What this task involves =
Continue the summary of research on spoken dialogue state tracking, given below, starting after its final sentence.

🤖 AI Summary
This work addresses context modeling in end-to-end spoken dialogue state tracking (DST), investigating how different speech-context representations affect performance. We propose and empirically validate— for the first time—that feeding the full speech history (rather than text-only history or current-turn speech alone) into a Speech-LLM significantly improves tracking accuracy. To mitigate computational overhead, we further introduce an attention-based pooling mechanism to compress the speech history while preserving discriminative information. Systematic evaluation on SpokenWOZ demonstrates that the full-speech-input variant achieves state-of-the-art accuracy among models of comparable scale, whereas the compressed variant attains the optimal trade-off between accuracy and inference efficiency. Our core contributions are: (i) establishing full speech history as an effective and empirically validated paradigm for spoken DST context modeling; and (ii) providing a lightweight, computationally efficient pathway for practical deployment.

Data for analysis =
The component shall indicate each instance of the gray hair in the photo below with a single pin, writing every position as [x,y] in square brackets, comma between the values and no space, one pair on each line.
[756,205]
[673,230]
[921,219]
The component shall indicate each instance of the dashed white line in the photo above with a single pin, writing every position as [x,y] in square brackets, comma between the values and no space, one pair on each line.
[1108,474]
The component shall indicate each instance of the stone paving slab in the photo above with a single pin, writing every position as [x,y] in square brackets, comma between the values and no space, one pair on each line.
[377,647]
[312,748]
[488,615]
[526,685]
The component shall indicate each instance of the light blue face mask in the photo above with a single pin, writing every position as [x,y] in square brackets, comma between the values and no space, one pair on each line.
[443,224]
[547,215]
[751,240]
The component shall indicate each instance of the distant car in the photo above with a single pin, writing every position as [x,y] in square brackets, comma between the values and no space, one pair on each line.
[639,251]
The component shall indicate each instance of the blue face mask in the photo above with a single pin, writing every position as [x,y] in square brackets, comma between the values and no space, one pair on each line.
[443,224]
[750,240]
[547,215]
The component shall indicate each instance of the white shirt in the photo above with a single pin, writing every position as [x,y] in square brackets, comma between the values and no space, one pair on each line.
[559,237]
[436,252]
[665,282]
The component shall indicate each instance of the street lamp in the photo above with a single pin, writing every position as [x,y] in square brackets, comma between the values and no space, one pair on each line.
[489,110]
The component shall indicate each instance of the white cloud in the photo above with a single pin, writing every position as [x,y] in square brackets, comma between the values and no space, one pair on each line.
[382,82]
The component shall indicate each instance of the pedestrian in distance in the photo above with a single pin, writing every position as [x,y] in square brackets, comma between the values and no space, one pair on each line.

Answer below =
📝 Abstract
This paper presents a comparative study of context management strategies for end-to-end Spoken Dialog State Tracking using Speech-LLMs. We systematically evaluate traditional multimodal context (combining text history and spoken current turn), full spoken history, and compressed spoken history approaches. Our experiments on the SpokenWOZ corpus demonstrate that providing the full spoken conversation as input yields the highest performance among models of similar size, significantly surpassing prior methods. Furthermore, we show that attention-pooling-based compression of the spoken history offers a strong trade-off, maintaining competitive accuracy with reduced context size. Detailed analysis confirms that improvements stem from more effective context utilization.